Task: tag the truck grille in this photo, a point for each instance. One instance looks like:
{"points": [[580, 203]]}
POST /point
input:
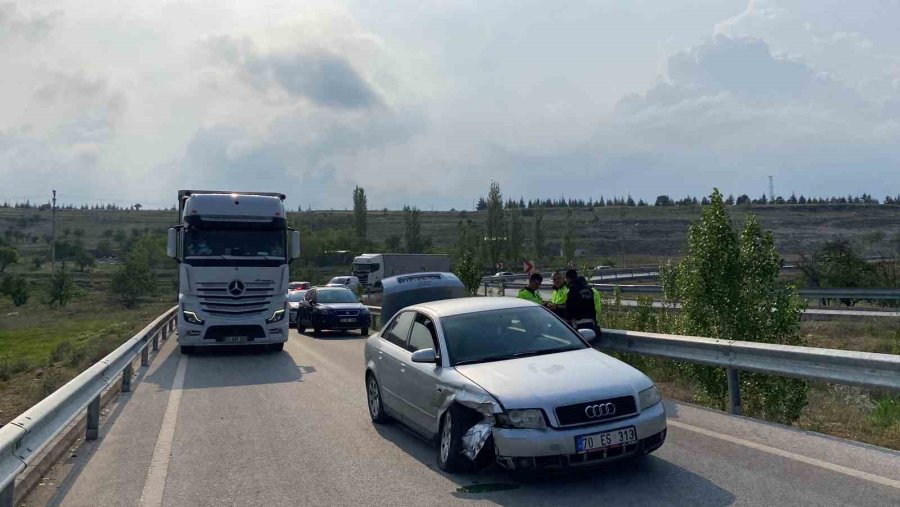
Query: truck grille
{"points": [[216, 300], [571, 415]]}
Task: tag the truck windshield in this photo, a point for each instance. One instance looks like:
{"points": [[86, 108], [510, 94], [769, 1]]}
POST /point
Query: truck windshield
{"points": [[234, 243]]}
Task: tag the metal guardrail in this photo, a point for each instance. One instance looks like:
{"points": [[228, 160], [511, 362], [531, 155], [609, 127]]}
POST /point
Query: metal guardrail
{"points": [[22, 439]]}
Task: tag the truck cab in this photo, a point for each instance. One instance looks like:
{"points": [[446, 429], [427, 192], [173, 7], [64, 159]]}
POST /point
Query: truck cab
{"points": [[233, 251]]}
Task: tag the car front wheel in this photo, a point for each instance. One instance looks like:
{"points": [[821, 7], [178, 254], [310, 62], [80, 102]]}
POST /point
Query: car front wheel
{"points": [[455, 423]]}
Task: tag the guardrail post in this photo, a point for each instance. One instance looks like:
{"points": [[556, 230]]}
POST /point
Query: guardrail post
{"points": [[734, 391], [8, 494], [127, 373], [93, 421]]}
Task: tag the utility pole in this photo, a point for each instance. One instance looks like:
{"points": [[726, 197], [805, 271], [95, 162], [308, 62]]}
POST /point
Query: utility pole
{"points": [[53, 234]]}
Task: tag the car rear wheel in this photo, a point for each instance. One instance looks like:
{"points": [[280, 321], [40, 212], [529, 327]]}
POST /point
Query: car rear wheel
{"points": [[373, 396], [455, 423]]}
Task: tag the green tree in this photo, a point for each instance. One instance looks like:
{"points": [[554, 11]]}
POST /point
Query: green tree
{"points": [[134, 279], [62, 289], [468, 272], [568, 241], [516, 236], [495, 225], [359, 213], [16, 287], [415, 243], [540, 247], [8, 257], [728, 288]]}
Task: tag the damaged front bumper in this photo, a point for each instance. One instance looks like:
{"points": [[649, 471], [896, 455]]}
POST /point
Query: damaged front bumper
{"points": [[554, 448]]}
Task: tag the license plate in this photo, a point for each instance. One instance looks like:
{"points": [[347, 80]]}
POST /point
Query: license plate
{"points": [[601, 441]]}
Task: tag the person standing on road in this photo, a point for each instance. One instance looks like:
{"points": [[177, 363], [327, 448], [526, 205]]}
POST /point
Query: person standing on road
{"points": [[582, 302], [557, 302], [531, 293]]}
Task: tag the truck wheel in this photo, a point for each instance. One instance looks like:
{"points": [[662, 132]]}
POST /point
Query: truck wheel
{"points": [[455, 423]]}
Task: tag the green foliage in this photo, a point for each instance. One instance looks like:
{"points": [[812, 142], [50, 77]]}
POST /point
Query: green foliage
{"points": [[568, 241], [8, 256], [359, 213], [468, 272], [728, 288], [134, 279], [62, 289], [16, 287], [415, 243], [495, 225], [539, 236]]}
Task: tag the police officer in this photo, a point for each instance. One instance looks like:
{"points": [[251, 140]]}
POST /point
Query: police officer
{"points": [[558, 298], [531, 293], [582, 302]]}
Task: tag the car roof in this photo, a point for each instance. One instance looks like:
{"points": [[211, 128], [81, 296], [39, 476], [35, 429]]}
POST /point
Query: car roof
{"points": [[458, 306]]}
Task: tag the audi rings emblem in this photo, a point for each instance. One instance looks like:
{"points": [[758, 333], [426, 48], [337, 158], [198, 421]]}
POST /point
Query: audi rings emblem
{"points": [[601, 410], [236, 288]]}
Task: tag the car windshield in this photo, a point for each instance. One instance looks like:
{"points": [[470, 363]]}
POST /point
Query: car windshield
{"points": [[506, 334], [234, 243], [336, 296]]}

###

◆ The problem ◆
Give every entry again word for word; no images belong in the copy.

◆ Task response ◆
Task: tag the truck grille in this photo, a point for each instance. One instance looks like:
{"points": [[580, 203]]}
POST /point
input:
Query: truck grille
{"points": [[216, 300], [571, 415]]}
Task: tag the truck windshield in this photo, a point for each instance. One instance looks like:
{"points": [[86, 108], [510, 94], [769, 1]]}
POST /point
Query: truck windshield
{"points": [[234, 243]]}
Task: tag the metal guardrail in this photo, a point for each instance. One instance looks like:
{"points": [[228, 160], [511, 362], [531, 155], [609, 127]]}
POST /point
Query: metal guardrail
{"points": [[22, 439]]}
Task: tag the truck cab in this photo, a point for each instance. One instance looks like:
{"points": [[446, 429], [427, 192], [173, 7], [64, 159]]}
POST /point
Query: truck cab
{"points": [[233, 251]]}
Task: tag the car front wheel in this photo, a point for each instance. One instance looks like:
{"points": [[821, 7], [178, 254], [310, 62], [80, 102]]}
POST /point
Query: car front wheel
{"points": [[455, 423]]}
Task: tag the guardrail post in this photo, a point for each instance. One instance looks like:
{"points": [[556, 230]]}
POST /point
Query: guardrail post
{"points": [[734, 391], [8, 494], [127, 373], [93, 421]]}
Task: tag the utility pole in this photo, a point for each instance. One instance looks like:
{"points": [[726, 197], [805, 271], [95, 162], [308, 62]]}
POST /point
Query: utility pole
{"points": [[53, 234]]}
Task: tag the car rear wheel in this photo, a point for each instance. One instance looks like:
{"points": [[280, 321], [40, 212], [529, 327]]}
POST /point
Query: car rear wheel
{"points": [[373, 396], [455, 423]]}
Task: tag the green tree in this photo, a point for each instance. One instance looks like:
{"points": [[554, 11]]}
POST /point
Query: green tree
{"points": [[134, 279], [62, 289], [468, 272], [568, 241], [516, 236], [495, 225], [359, 213], [16, 287], [415, 243], [540, 247], [8, 257], [728, 288]]}
Task: tag the damaged front bumper in this photo, a point for each instance. One instance looks like:
{"points": [[649, 471], [896, 455]]}
POST /point
Query: damaged front bumper
{"points": [[554, 448]]}
Task: tag the license plate in this photo, a point for each instance. One instance looks like:
{"points": [[347, 80]]}
POST /point
Query: license plate
{"points": [[601, 441]]}
Task: tag the person standing on road in this photo, a point for each instance. One instance looks like:
{"points": [[177, 363], [327, 448], [526, 205]]}
POST /point
Query: person standing on road
{"points": [[582, 302], [557, 302], [531, 293]]}
Task: tag the truck wheel in this photo, a point for each instance. One instance looks like:
{"points": [[662, 132]]}
POST /point
Query: truck wheel
{"points": [[455, 423]]}
Task: tag the green foliage in this photo, a point for each instance. One instance looks like:
{"points": [[812, 142], [50, 77]]}
POST /point
Query: green foliage
{"points": [[568, 241], [8, 256], [359, 213], [468, 272], [728, 288], [134, 279], [62, 289], [16, 287], [415, 243], [495, 225], [539, 236]]}
Task: tag the police officer in this photo, a point for each instance. One instance looks like:
{"points": [[251, 140]]}
POST /point
Query: police officer
{"points": [[558, 298], [531, 293], [582, 302]]}
Task: tag the car roof in this photo, a point for each instance. One instance looks like:
{"points": [[211, 128], [81, 296], [39, 476], [35, 429]]}
POST /point
Query: car roof
{"points": [[458, 306]]}
Task: tag the audi rings emblem in this photo, a point for each instance. One instance looks like:
{"points": [[758, 333], [426, 48], [337, 158], [198, 421]]}
POST /point
Query: audi rings emblem
{"points": [[601, 410], [236, 288]]}
Task: tag the car windshield in this photo, a point for each instance. One instance looks like:
{"points": [[470, 363]]}
POST /point
Query: car windshield
{"points": [[506, 334], [234, 243], [336, 296]]}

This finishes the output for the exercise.